# WHAT THE TASK ASKS
Among the entries that follow, find every line with the word "stop" and copy it.

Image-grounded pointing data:

"""

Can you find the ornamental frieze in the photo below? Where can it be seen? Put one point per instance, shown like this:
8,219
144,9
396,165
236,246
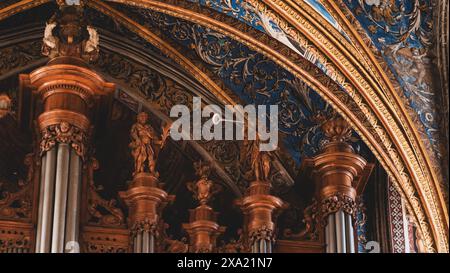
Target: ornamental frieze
64,133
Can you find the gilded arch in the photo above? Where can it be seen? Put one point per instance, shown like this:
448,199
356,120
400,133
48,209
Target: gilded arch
381,118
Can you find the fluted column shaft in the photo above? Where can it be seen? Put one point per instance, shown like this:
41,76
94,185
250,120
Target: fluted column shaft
336,168
66,93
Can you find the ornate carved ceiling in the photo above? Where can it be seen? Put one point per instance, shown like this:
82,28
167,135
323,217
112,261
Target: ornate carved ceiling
298,56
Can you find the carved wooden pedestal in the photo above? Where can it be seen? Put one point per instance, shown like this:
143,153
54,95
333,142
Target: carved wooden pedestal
145,200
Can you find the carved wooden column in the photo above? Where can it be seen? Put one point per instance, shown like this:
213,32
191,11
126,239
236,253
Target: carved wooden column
337,168
145,197
64,95
203,228
259,207
145,200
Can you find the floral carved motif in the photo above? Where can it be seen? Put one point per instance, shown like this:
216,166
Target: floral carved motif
67,133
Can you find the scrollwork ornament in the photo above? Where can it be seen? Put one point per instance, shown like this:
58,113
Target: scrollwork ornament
262,233
335,203
67,133
145,225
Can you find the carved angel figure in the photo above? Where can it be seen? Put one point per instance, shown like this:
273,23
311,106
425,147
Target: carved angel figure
50,42
144,141
259,161
91,45
204,188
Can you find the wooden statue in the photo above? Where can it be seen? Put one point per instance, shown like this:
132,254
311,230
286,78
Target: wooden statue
144,142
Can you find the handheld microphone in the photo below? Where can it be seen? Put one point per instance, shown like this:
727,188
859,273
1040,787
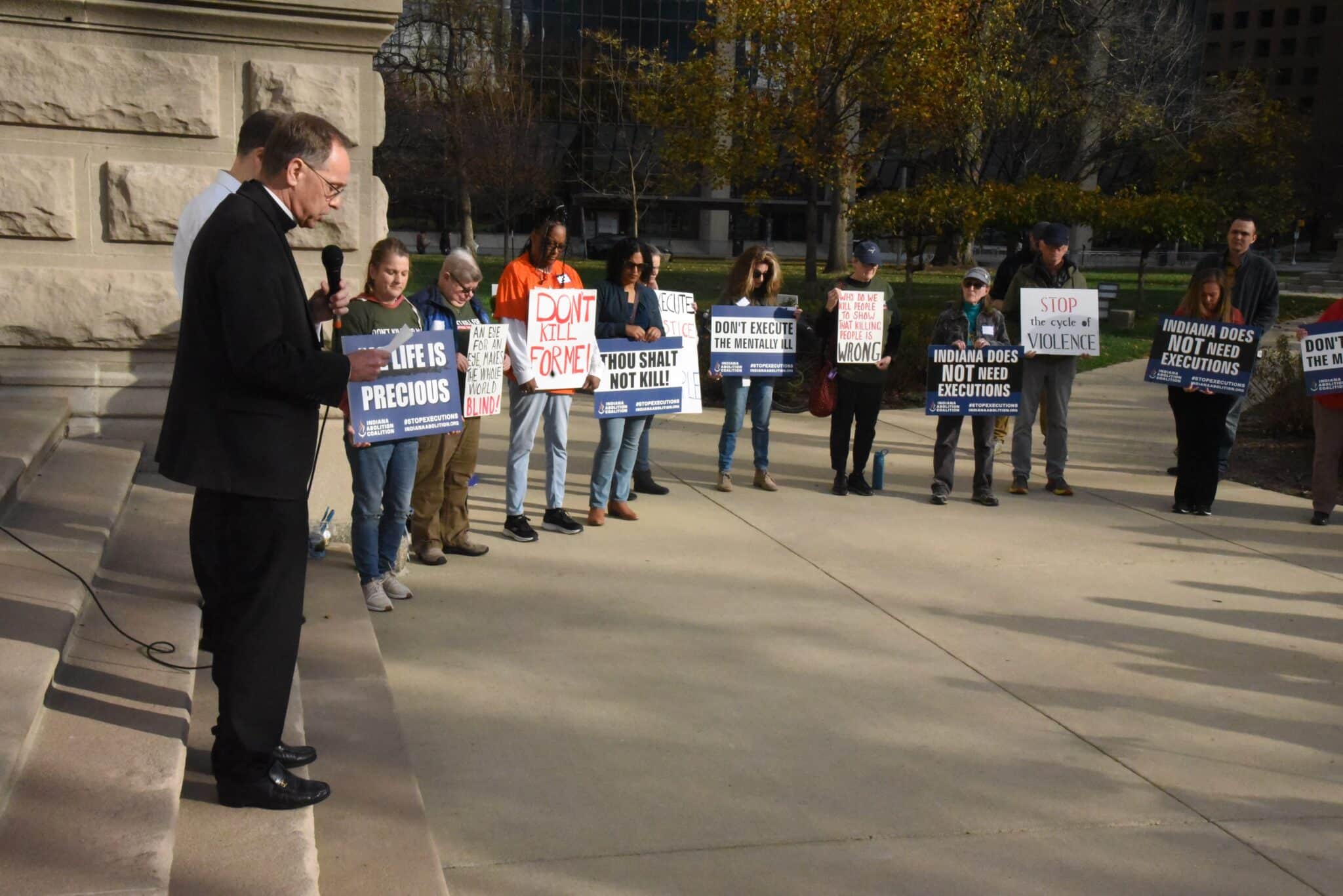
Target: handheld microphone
332,260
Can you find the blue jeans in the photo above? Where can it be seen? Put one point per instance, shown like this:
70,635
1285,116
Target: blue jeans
614,458
525,413
383,477
759,395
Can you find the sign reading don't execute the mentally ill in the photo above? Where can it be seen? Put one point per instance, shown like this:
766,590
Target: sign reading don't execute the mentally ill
1208,355
414,395
1060,321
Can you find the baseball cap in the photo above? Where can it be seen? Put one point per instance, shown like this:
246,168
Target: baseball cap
868,253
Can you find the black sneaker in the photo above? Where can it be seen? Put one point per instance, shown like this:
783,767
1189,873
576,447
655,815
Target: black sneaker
556,520
520,528
858,485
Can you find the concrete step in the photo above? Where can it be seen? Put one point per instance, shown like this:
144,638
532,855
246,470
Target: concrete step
94,805
281,847
30,430
69,512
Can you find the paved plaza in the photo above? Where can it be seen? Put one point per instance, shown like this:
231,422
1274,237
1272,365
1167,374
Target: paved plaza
802,693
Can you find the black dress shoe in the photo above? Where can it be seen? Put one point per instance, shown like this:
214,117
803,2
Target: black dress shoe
293,756
278,789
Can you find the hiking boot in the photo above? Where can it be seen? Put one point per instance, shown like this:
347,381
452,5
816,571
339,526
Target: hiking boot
1060,488
644,482
556,520
858,485
375,598
520,530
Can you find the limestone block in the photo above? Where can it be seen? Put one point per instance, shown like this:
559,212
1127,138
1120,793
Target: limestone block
38,197
101,88
146,199
58,307
331,92
339,227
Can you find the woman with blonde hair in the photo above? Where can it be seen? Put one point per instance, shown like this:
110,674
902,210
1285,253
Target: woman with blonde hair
755,279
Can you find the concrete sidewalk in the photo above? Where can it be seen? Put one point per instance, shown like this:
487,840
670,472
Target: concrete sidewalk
801,693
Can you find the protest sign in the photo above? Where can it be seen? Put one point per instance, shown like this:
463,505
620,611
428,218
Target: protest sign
1322,358
750,340
414,395
1208,355
861,321
641,378
679,320
1060,321
974,382
484,371
561,330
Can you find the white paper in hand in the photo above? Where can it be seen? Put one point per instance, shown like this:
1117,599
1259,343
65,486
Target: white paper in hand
402,336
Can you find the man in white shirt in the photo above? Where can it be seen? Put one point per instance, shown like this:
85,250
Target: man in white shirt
252,142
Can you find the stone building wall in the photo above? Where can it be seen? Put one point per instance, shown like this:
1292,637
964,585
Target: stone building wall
113,113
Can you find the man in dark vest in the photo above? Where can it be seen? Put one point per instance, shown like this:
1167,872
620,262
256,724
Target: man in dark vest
241,426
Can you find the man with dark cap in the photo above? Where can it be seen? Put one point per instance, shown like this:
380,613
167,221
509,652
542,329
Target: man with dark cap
1047,379
1014,262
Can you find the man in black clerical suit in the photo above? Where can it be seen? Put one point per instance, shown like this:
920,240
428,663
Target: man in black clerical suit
241,426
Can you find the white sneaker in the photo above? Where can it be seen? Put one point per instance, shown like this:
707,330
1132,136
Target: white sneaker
394,587
375,598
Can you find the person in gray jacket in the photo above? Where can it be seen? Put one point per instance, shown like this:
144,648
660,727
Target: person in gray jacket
970,322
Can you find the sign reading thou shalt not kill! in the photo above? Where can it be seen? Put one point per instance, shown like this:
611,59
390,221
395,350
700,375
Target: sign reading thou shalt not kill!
750,340
858,334
974,382
561,331
1060,321
1322,358
414,395
484,371
641,379
1208,355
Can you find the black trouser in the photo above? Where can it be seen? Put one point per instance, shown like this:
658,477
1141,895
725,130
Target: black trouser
1199,429
861,400
944,453
250,558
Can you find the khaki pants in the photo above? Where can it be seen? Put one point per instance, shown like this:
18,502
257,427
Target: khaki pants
438,504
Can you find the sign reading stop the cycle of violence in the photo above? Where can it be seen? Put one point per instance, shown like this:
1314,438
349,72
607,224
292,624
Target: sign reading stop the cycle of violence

"""

# YOUR SOLUTION
Can you find the sign reading stop the cycle of violence in the photo above? Where can it be seen? Put one point per instance, shown like this:
Target: sign reading stop the cycle of violence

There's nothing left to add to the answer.